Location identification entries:
## begin

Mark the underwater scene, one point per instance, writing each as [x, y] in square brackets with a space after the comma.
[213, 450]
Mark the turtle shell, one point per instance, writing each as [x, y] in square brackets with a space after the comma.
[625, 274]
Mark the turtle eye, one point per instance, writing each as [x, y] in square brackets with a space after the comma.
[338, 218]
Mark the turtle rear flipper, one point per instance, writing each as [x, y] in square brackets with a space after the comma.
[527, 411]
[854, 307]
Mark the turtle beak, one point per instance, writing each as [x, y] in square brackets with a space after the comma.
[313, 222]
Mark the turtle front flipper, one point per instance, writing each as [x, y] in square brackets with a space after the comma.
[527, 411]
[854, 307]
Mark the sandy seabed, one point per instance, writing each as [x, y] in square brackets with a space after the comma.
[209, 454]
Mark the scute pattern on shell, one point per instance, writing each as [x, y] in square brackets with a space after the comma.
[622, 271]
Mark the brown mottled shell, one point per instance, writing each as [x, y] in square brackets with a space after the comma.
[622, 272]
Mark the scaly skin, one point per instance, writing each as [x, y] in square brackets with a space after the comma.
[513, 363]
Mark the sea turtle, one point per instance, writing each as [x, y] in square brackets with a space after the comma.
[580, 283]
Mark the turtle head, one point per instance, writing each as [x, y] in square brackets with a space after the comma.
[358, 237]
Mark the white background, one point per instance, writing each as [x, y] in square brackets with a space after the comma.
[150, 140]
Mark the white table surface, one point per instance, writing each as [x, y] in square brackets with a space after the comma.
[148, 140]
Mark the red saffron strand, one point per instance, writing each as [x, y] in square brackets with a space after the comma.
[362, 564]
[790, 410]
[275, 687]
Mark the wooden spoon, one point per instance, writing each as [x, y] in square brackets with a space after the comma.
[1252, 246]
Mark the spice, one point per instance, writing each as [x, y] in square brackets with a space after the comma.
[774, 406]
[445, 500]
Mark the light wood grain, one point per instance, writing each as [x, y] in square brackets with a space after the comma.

## end

Goal of the exercise
Begin at the line that has "Mark the scute" and stop after the line that has "[1252, 246]". Write out each of those lines again, offsetting every number in the point coordinates by 83.

Problem solution
Mark the scute pattern on shell, one point per instance, writing each as [x, y] in square brackets with a space after the comma.
[705, 354]
Mark the brown mottled shell, one point per instance, writing each as [x, y] in square brackets with a space after the comma.
[705, 355]
Mark the scaly skin, one point per instance, writing each as [x, y] in square brackets with a space after the comma.
[596, 446]
Mark the sea turtle, one point per instance, writing each as [x, y] in square brackets with a space after the comma.
[663, 366]
Mark the turtle head, one point per instance, writing each as [x, y] in square brackets with a space after the comma.
[441, 320]
Mark the white background, one point per instance, writing each as [x, y] in square brackets with a space after the comma.
[233, 223]
Mark the white table surface, one point per instance, writing each as [x, y] in square brackets with a space after the comma.
[231, 223]
Mark the red saffron strand, one point per instance, writing each as [x, y] in square brackets with a space after the comma.
[445, 647]
[873, 493]
[358, 770]
Mark the wooden spoon, one point per instance, writing each as [x, y] in square brackets with a space after the comma.
[1335, 329]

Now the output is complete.